Like last time there was impressive attention to detail. They got a retro home for each decade, pitch-perfect dress and historically accurate gifts. That meant there were homemade presents – carrot fudge, yummy – asbestos-laced decorations and ration-era ox heart for dinner in the post-war years. Then they feasted on spam, anchovy and olive canapés (surely due an ironic comeback?) in the Fifties. To welcome the Sixties, they decorated a tinsel tree made in a loo-brush factory and got boxes of fags as presents.

Presenters Giles Coren and Dr Polly Russell were pretty much redundant in this. They sent Coren to the football with dad Duncan, a lecturer, and son, Fred, just to give him something to do. And it was what men did on Christmas Day up until the Fifties, we learned. Women had a raw deal and it was conveyed well by the screen-friendly Robshaws who are the right proportions of thoughtful, funny and game for giving anything a go. “Just what I need to imprison myself,” said Rochelle as she unwrapped some aprons in the Fifties.

The family agreed pared-down Christmases could be more meaningful, if the girls were ever allowed out the kitchen. But for 11-year-old Fred, the next instalment of Seventies to Nineties consumerism looked brighter. “If you're like me and you're in it for the presents, then it's great.”

## [Entries provided]
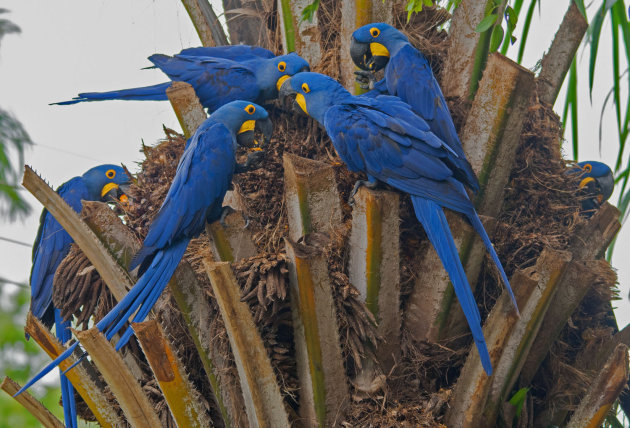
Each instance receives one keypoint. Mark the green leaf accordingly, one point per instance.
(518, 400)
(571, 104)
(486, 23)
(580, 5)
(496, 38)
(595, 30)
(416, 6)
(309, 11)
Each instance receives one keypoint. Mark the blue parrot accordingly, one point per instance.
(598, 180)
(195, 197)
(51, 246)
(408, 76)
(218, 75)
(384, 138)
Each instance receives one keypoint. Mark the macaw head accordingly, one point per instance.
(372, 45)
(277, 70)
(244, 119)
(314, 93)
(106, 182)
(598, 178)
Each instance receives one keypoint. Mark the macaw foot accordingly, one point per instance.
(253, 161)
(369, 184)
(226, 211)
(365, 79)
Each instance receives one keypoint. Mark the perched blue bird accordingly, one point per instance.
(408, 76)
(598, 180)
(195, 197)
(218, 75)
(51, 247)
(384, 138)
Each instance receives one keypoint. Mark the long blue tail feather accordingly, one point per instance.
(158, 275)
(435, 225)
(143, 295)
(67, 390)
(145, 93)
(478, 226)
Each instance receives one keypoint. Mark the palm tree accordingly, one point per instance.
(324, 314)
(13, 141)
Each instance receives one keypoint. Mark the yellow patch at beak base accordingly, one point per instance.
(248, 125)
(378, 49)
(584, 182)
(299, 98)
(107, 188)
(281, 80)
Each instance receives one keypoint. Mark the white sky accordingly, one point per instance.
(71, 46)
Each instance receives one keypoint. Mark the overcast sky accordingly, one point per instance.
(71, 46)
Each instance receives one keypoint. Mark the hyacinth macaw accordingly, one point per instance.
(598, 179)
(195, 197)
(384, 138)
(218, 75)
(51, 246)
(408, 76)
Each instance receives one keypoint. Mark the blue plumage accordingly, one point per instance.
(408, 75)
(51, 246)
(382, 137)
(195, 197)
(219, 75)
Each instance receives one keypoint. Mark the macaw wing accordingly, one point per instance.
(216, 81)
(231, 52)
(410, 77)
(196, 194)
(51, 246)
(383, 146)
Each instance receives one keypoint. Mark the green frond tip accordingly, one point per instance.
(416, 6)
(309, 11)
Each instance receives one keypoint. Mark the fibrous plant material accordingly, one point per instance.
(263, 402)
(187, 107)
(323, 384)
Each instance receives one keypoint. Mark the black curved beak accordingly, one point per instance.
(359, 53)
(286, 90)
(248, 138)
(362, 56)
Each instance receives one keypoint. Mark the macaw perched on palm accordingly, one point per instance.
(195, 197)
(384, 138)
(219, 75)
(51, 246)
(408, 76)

...

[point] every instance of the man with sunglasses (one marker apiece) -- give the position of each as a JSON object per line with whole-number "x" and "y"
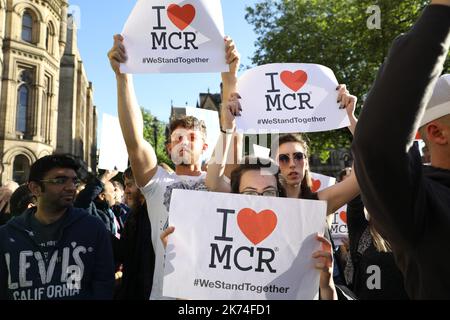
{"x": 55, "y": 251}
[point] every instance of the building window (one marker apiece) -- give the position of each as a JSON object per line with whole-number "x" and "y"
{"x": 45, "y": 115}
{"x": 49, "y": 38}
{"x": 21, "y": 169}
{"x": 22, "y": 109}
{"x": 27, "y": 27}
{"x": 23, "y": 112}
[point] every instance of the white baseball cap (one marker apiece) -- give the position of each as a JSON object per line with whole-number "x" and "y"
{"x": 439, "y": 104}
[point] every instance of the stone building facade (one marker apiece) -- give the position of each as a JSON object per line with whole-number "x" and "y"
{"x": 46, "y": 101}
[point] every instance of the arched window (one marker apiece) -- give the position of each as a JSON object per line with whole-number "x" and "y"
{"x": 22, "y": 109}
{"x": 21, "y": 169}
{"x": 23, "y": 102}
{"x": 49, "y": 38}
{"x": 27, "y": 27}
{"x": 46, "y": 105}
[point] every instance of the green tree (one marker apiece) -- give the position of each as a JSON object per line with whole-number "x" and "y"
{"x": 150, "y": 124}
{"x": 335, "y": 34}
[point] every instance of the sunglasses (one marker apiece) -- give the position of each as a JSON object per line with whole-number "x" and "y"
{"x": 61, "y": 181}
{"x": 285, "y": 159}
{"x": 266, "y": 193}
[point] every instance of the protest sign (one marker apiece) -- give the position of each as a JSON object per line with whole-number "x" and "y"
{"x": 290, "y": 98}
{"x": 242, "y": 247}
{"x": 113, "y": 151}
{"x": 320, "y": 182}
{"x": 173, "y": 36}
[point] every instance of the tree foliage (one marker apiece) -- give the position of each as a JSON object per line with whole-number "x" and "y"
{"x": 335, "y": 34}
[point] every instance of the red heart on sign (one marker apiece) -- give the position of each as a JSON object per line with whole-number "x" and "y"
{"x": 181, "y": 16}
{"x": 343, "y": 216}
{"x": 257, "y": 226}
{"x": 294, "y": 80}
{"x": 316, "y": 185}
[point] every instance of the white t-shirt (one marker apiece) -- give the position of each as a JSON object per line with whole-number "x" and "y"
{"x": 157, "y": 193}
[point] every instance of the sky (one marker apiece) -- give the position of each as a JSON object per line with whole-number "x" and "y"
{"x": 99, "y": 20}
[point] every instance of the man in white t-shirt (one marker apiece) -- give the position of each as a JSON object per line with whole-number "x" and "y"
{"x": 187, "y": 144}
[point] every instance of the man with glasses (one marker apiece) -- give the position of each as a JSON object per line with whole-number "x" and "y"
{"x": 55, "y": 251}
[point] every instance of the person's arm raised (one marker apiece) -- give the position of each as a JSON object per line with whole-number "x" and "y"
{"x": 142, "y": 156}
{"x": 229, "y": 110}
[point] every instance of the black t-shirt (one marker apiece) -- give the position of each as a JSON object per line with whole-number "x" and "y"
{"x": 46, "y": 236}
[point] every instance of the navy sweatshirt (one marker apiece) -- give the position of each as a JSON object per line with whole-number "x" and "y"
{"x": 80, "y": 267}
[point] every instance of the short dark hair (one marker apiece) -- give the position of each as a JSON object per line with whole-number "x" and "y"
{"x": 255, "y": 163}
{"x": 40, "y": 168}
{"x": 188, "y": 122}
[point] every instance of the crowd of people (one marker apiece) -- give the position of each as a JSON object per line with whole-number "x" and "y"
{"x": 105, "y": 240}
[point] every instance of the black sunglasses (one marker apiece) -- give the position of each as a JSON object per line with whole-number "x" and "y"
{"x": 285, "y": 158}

## [Problems and tasks]
A: In the Christmas review, take everything from "Presenters Giles Coren" down to "aprons in the Fifties." and rewrite it with "aprons" switched to "tea towels".
B: Put this sentence from the Christmas review into Spanish: "The family agreed pared-down Christmases could be more meaningful, if the girls were ever allowed out the kitchen."
C: According to the Christmas review, what is Duncan's job?

## [Answers below]
A:
Presenters Giles Coren and Dr Polly Russell were pretty much redundant in this. They sent Coren to the football with dad Duncan, a lecturer, and son, Fred, just to give him something to do. And it was what men did on Christmas Day up until the Fifties, we learned. Women had a raw deal and it was conveyed well by the screen-friendly Robshaws who are the right proportions of thoughtful, funny and game for giving anything a go. “Just what I need to imprison myself,” said Rochelle as she unwrapped some tea towels in the Fifties.

B: La familia coincidió en que unas Navidades más sencillas podían tener más sentido, si alguna vez se dejaba a las chicas salir de la cocina.

C: He is a lecturer.